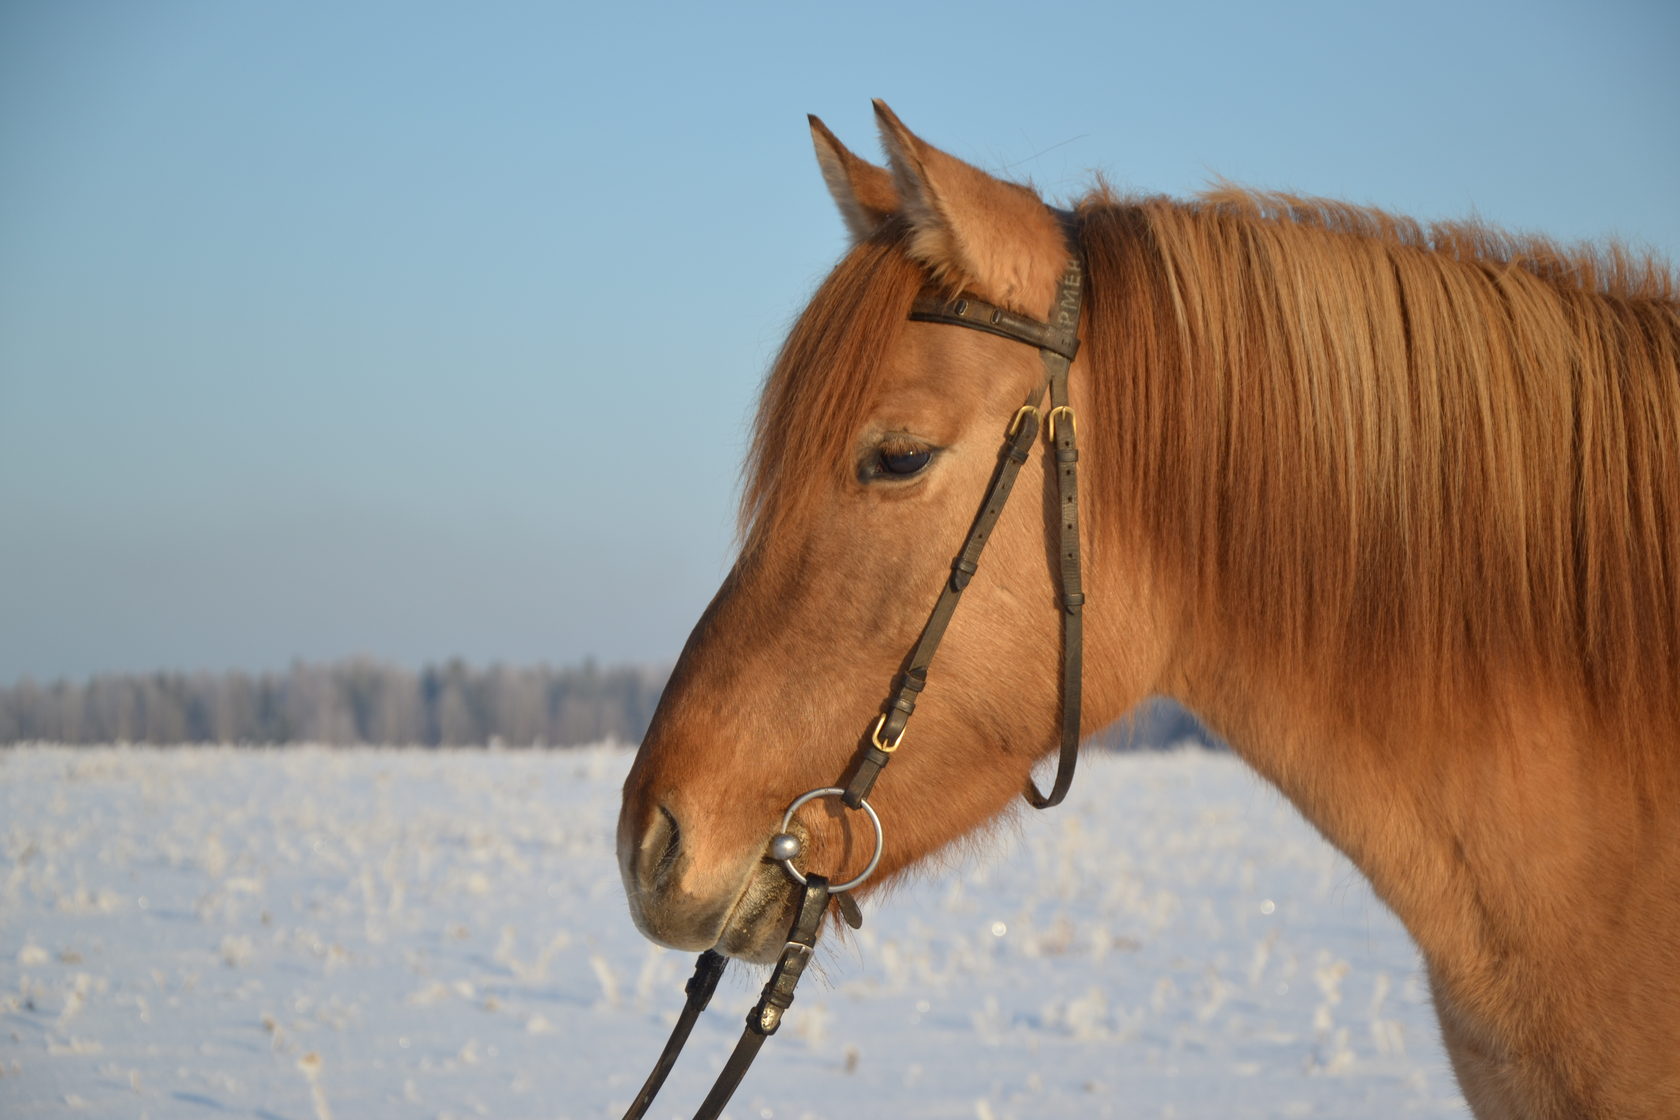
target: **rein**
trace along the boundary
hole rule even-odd
[[[956,613],[957,602],[962,597],[963,589],[979,570],[980,553],[985,549],[986,541],[1003,513],[1004,503],[1009,500],[1009,494],[1015,486],[1015,476],[1020,473],[1033,441],[1038,438],[1039,409],[1047,392],[1050,397],[1050,410],[1043,414],[1043,422],[1056,461],[1056,567],[1062,607],[1061,749],[1057,755],[1056,778],[1050,786],[1050,792],[1040,793],[1029,777],[1022,796],[1035,809],[1048,809],[1060,804],[1073,784],[1074,764],[1078,760],[1079,752],[1080,668],[1084,633],[1080,608],[1085,603],[1085,595],[1080,590],[1079,573],[1079,442],[1073,408],[1068,403],[1068,372],[1073,364],[1074,355],[1079,352],[1079,314],[1084,302],[1084,284],[1084,265],[1075,253],[1068,262],[1067,270],[1057,282],[1056,301],[1050,309],[1047,322],[1017,315],[969,296],[949,300],[924,296],[911,306],[912,321],[970,327],[1034,347],[1044,361],[1044,381],[1027,398],[1026,403],[1016,410],[1009,422],[1003,449],[998,455],[997,467],[992,472],[991,484],[980,503],[980,511],[969,528],[962,551],[951,562],[951,578],[946,581],[944,588],[939,592],[939,598],[934,601],[933,610],[922,626],[921,636],[910,651],[904,671],[899,674],[898,685],[880,717],[875,721],[874,728],[869,732],[869,741],[864,744],[849,775],[844,779],[845,784],[814,789],[795,798],[782,814],[781,828],[770,838],[768,858],[780,863],[799,889],[793,925],[788,930],[787,944],[777,959],[776,967],[771,971],[770,979],[765,983],[758,1002],[747,1012],[747,1025],[741,1033],[740,1041],[735,1044],[735,1049],[722,1072],[718,1074],[711,1092],[706,1094],[699,1111],[694,1114],[694,1120],[716,1120],[724,1105],[729,1103],[736,1086],[746,1076],[747,1068],[758,1056],[764,1040],[781,1027],[782,1016],[793,1003],[794,985],[799,983],[806,964],[810,962],[812,951],[816,948],[817,932],[822,926],[823,915],[828,911],[829,901],[832,899],[836,902],[841,917],[853,929],[863,924],[863,914],[850,892],[874,874],[885,845],[881,818],[876,815],[867,798],[875,788],[881,771],[886,769],[887,763],[892,761],[893,754],[904,742],[905,728],[916,711],[916,697],[927,687],[927,673],[933,664],[933,655],[945,637],[945,628],[950,625],[952,615]],[[810,872],[802,873],[793,864],[801,847],[799,837],[789,831],[793,815],[807,802],[824,797],[838,797],[848,809],[861,810],[868,817],[875,833],[874,854],[871,855],[868,865],[856,877],[844,883],[831,884],[824,876]],[[717,990],[718,980],[723,976],[727,964],[728,959],[712,949],[700,954],[695,962],[694,975],[689,978],[685,989],[688,999],[683,1004],[677,1024],[672,1028],[671,1037],[666,1041],[665,1049],[660,1052],[653,1072],[648,1074],[641,1092],[636,1095],[629,1111],[624,1114],[624,1120],[641,1120],[653,1104],[654,1096],[676,1064],[677,1055],[682,1052],[689,1033],[700,1018],[700,1013],[705,1010],[712,993]]]

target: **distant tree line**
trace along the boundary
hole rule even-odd
[[[641,740],[667,671],[546,665],[416,672],[355,659],[276,673],[114,674],[0,687],[0,743],[575,746]]]
[[[416,672],[357,658],[278,673],[112,674],[0,687],[0,743],[373,743],[578,746],[639,743],[668,671],[646,666]],[[1092,737],[1151,750],[1219,746],[1194,716],[1150,700]]]

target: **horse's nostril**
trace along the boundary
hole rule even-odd
[[[653,818],[642,837],[641,851],[636,858],[636,878],[645,891],[656,890],[677,866],[682,853],[682,828],[677,818],[665,806]]]
[[[655,879],[663,879],[671,873],[671,869],[677,865],[677,852],[682,848],[682,829],[677,825],[677,818],[663,805],[659,807],[659,815],[665,818],[665,824],[671,830],[671,834],[665,838],[665,848],[659,853],[659,864],[653,869]]]

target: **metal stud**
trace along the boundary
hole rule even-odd
[[[778,832],[770,837],[771,859],[792,859],[799,854],[799,837],[791,832]]]

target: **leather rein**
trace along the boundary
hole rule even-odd
[[[1065,216],[1064,216],[1065,218]],[[782,865],[788,877],[799,888],[798,902],[792,927],[788,930],[787,945],[776,967],[770,973],[758,1002],[747,1012],[746,1029],[711,1092],[701,1103],[694,1120],[716,1120],[723,1111],[736,1086],[746,1076],[747,1068],[758,1056],[764,1040],[781,1027],[783,1013],[793,1003],[794,985],[799,982],[805,966],[816,948],[817,933],[832,900],[839,907],[841,917],[856,929],[863,924],[862,912],[850,892],[861,885],[875,871],[881,860],[884,836],[881,819],[867,800],[881,772],[892,761],[894,753],[904,741],[904,731],[916,711],[916,698],[927,686],[927,674],[933,655],[945,636],[945,628],[956,613],[963,589],[979,568],[980,554],[990,539],[992,529],[1003,513],[1004,503],[1015,485],[1015,477],[1027,461],[1033,441],[1038,438],[1040,408],[1049,394],[1049,411],[1042,414],[1051,453],[1056,464],[1056,520],[1057,565],[1062,616],[1062,673],[1061,673],[1061,749],[1057,756],[1056,777],[1050,792],[1041,793],[1027,779],[1024,796],[1035,809],[1048,809],[1061,803],[1073,784],[1074,764],[1079,750],[1079,708],[1083,620],[1080,608],[1085,595],[1080,590],[1079,571],[1079,442],[1074,427],[1073,408],[1068,403],[1068,372],[1074,355],[1079,352],[1079,316],[1084,303],[1085,269],[1075,252],[1067,269],[1056,284],[1056,300],[1047,321],[1017,315],[971,296],[938,299],[923,296],[910,309],[910,319],[920,323],[949,323],[1000,335],[1016,342],[1024,342],[1038,350],[1044,362],[1044,380],[1016,410],[1009,422],[997,467],[986,489],[980,510],[969,528],[962,551],[951,562],[951,576],[934,601],[933,610],[922,627],[921,636],[906,659],[897,686],[875,721],[865,743],[853,762],[844,785],[814,789],[801,794],[782,815],[780,830],[771,837],[768,858]],[[844,883],[831,883],[822,875],[800,872],[794,866],[799,855],[800,840],[789,829],[794,813],[807,802],[823,797],[838,797],[846,808],[862,811],[875,833],[874,854],[856,877]],[[671,1037],[665,1043],[653,1072],[648,1074],[641,1092],[631,1103],[624,1120],[641,1120],[653,1104],[655,1094],[665,1083],[666,1075],[676,1064],[677,1055],[688,1041],[700,1013],[717,990],[718,980],[728,959],[713,949],[700,954],[695,962],[694,975],[685,988],[687,1001]]]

Directions: A faithful copy of the data above is wanted, with every image left out.

Answer box:
target: **rein**
trace along the boundary
hole rule even-odd
[[[956,613],[957,602],[962,597],[963,589],[979,570],[980,553],[985,549],[986,541],[1003,513],[1004,503],[1009,500],[1009,494],[1015,486],[1015,476],[1020,473],[1033,441],[1038,438],[1039,409],[1047,392],[1050,397],[1050,410],[1043,414],[1043,422],[1056,461],[1056,567],[1062,607],[1061,749],[1057,755],[1056,778],[1050,786],[1050,792],[1040,793],[1029,777],[1022,796],[1035,809],[1048,809],[1060,804],[1073,784],[1074,764],[1078,760],[1079,752],[1080,668],[1084,633],[1080,608],[1085,603],[1085,595],[1080,590],[1079,573],[1079,442],[1073,408],[1068,403],[1068,372],[1073,364],[1074,355],[1079,352],[1079,314],[1084,302],[1084,284],[1084,265],[1075,253],[1068,262],[1067,270],[1057,282],[1056,301],[1050,309],[1047,322],[1017,315],[969,296],[949,300],[924,296],[911,306],[912,321],[970,327],[1034,347],[1044,361],[1044,381],[1027,398],[1026,403],[1016,410],[1009,422],[1003,449],[998,455],[997,467],[992,472],[991,484],[980,503],[980,511],[969,528],[962,551],[951,562],[951,578],[946,581],[944,588],[939,592],[939,598],[934,601],[933,610],[922,626],[921,636],[910,651],[904,671],[899,674],[898,685],[880,717],[875,721],[874,728],[869,732],[869,741],[864,744],[849,775],[844,779],[845,784],[814,789],[795,798],[782,814],[781,828],[770,838],[768,858],[780,863],[799,889],[793,925],[788,930],[787,944],[777,959],[776,967],[771,971],[770,979],[765,983],[758,1002],[747,1012],[747,1025],[741,1033],[740,1041],[735,1044],[735,1049],[722,1072],[718,1074],[711,1092],[706,1094],[699,1111],[694,1114],[694,1120],[716,1120],[724,1105],[729,1103],[736,1086],[746,1076],[747,1068],[758,1056],[764,1040],[781,1027],[782,1016],[793,1003],[794,985],[799,983],[806,964],[810,962],[812,951],[816,948],[817,932],[822,926],[823,915],[828,911],[829,901],[832,899],[836,902],[841,917],[853,929],[863,924],[863,914],[850,892],[874,874],[885,845],[881,818],[876,815],[867,798],[875,788],[881,771],[886,769],[887,763],[892,761],[893,754],[904,742],[905,728],[916,711],[916,697],[927,687],[927,673],[933,664],[933,655],[945,637],[945,628],[950,625],[952,615]],[[810,872],[802,873],[793,864],[801,847],[799,837],[789,831],[793,815],[807,802],[824,797],[838,797],[848,809],[861,810],[868,817],[875,833],[874,854],[871,855],[868,865],[856,877],[844,883],[831,884],[824,876]],[[717,990],[718,980],[723,976],[727,964],[728,959],[712,949],[700,954],[695,962],[694,975],[689,978],[685,989],[688,999],[683,1004],[677,1024],[672,1028],[671,1037],[666,1041],[665,1049],[660,1052],[653,1072],[648,1074],[641,1092],[636,1095],[629,1111],[624,1114],[624,1120],[641,1120],[653,1104],[654,1096],[676,1064],[677,1055],[682,1052],[689,1033],[700,1018],[700,1013],[705,1010],[712,993]]]

target: **distant tree line**
trace along the boundary
hole rule even-odd
[[[641,740],[667,671],[546,665],[416,672],[355,659],[276,673],[114,674],[0,687],[0,743],[575,746]]]
[[[416,672],[357,658],[278,673],[112,674],[0,687],[0,743],[373,743],[578,746],[639,743],[668,671],[646,666]],[[1092,737],[1151,750],[1219,746],[1194,716],[1150,700]]]

target: **horse's nostril**
trace along the boundary
hole rule even-odd
[[[653,818],[642,837],[641,851],[636,858],[636,878],[645,891],[656,890],[677,866],[682,853],[682,828],[677,818],[665,806]]]
[[[655,879],[663,879],[671,873],[671,869],[677,865],[677,852],[682,848],[682,829],[677,825],[677,818],[663,805],[659,807],[659,815],[665,818],[665,824],[671,830],[671,834],[665,838],[665,848],[659,853],[659,864],[653,869]]]

target: **metal stud**
trace along the boundary
hole rule even-odd
[[[778,832],[770,837],[771,859],[792,859],[799,854],[799,837],[791,832]]]

target: **leather rein**
trace along the boundary
hole rule even-odd
[[[1065,216],[1064,216],[1065,218]],[[782,865],[788,877],[799,888],[798,902],[792,927],[788,930],[787,945],[776,967],[770,973],[758,1002],[747,1012],[746,1029],[711,1092],[701,1103],[694,1120],[716,1120],[723,1111],[736,1086],[746,1076],[747,1068],[758,1056],[764,1040],[781,1027],[783,1013],[793,1003],[794,985],[799,982],[805,966],[816,948],[817,933],[832,900],[839,907],[841,917],[856,929],[863,924],[862,912],[850,892],[861,885],[875,871],[881,860],[884,836],[881,819],[867,800],[881,772],[892,761],[894,753],[904,741],[904,731],[916,711],[916,698],[927,686],[927,674],[933,655],[945,636],[945,628],[956,613],[963,589],[979,568],[980,554],[990,539],[992,529],[1003,513],[1004,503],[1015,485],[1015,477],[1027,461],[1033,441],[1038,438],[1040,408],[1049,394],[1049,411],[1042,414],[1051,453],[1056,464],[1056,520],[1057,565],[1062,616],[1062,673],[1061,673],[1061,749],[1057,756],[1056,777],[1050,792],[1041,793],[1027,779],[1024,796],[1035,809],[1048,809],[1061,803],[1073,784],[1074,764],[1079,750],[1079,708],[1083,620],[1080,608],[1085,595],[1080,590],[1079,571],[1079,442],[1074,427],[1073,408],[1068,403],[1068,372],[1074,355],[1079,352],[1079,316],[1084,303],[1085,269],[1075,252],[1067,269],[1056,284],[1056,300],[1047,321],[1017,315],[971,296],[938,299],[923,296],[910,309],[910,319],[920,323],[949,323],[1000,335],[1016,342],[1024,342],[1038,350],[1044,362],[1044,380],[1016,410],[1009,422],[997,467],[986,489],[980,510],[969,528],[962,551],[951,562],[951,576],[934,601],[933,610],[922,627],[921,636],[906,659],[897,686],[875,721],[865,743],[853,762],[844,785],[814,789],[801,794],[782,815],[780,830],[771,837],[768,858]],[[844,883],[831,883],[822,875],[800,872],[794,866],[799,855],[800,840],[789,829],[794,813],[807,802],[823,797],[838,797],[846,808],[862,811],[875,833],[874,854],[856,877]],[[671,1037],[665,1043],[653,1072],[648,1074],[641,1092],[631,1103],[624,1120],[641,1120],[653,1104],[655,1094],[665,1083],[666,1075],[676,1064],[677,1055],[688,1041],[700,1013],[717,990],[718,980],[728,959],[713,949],[700,954],[695,962],[694,975],[685,988],[687,1001]]]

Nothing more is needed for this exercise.